THE TASK — All lines of the listing that contain "floor" should be shown in full.

DATA FOR ANALYSIS —

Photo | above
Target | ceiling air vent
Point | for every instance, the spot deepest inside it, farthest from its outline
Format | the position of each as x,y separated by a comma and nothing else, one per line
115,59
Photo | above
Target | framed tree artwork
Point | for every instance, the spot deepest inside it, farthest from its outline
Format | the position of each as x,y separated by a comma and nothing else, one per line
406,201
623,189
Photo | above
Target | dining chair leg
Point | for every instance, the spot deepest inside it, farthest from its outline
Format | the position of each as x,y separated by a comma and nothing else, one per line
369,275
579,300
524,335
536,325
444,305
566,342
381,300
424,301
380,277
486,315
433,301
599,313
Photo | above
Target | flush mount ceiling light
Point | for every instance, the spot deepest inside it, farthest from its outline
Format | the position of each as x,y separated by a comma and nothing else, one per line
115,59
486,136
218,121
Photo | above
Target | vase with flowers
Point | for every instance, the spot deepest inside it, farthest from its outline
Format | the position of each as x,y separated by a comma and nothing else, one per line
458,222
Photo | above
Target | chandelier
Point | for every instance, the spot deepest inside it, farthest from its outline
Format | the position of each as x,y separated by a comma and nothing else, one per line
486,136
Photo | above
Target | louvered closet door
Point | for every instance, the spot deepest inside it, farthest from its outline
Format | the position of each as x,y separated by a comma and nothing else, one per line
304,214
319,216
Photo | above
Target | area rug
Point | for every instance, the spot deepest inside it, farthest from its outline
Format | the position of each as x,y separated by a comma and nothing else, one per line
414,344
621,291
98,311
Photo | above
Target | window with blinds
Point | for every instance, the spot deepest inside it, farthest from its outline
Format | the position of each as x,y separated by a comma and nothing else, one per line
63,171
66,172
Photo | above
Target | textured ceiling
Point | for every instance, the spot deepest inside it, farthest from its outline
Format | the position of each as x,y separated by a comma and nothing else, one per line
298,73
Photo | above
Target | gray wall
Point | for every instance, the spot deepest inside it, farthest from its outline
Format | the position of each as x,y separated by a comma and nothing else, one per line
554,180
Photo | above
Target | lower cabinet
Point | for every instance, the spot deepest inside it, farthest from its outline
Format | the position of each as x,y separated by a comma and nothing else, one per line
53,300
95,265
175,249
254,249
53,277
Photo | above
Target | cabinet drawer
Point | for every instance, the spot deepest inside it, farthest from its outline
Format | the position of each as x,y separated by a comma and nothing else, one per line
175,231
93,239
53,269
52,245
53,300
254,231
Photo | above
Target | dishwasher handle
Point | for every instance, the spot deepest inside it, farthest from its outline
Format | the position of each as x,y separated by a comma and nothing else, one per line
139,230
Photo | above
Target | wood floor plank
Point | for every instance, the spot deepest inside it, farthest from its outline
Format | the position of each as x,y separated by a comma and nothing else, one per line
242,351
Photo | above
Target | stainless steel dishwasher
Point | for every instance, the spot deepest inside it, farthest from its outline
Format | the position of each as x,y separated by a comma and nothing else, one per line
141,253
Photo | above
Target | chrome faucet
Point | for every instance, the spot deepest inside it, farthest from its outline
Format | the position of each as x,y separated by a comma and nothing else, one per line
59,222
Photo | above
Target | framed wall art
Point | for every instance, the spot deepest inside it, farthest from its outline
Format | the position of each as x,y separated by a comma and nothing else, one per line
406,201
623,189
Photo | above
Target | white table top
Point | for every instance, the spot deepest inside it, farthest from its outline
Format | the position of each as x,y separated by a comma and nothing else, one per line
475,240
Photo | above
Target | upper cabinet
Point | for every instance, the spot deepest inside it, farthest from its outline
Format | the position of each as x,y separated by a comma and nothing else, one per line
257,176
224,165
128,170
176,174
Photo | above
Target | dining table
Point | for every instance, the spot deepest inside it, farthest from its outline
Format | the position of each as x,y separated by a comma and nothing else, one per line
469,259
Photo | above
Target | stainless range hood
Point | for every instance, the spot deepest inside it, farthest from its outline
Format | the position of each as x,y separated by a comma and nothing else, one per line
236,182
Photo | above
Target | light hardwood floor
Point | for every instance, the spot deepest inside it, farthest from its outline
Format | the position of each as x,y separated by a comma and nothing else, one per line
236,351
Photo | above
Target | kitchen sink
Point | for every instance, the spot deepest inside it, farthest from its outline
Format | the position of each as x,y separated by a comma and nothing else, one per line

RESULT OF THE EXERCISE —
Target | wood floor plank
Target | light hardwood floor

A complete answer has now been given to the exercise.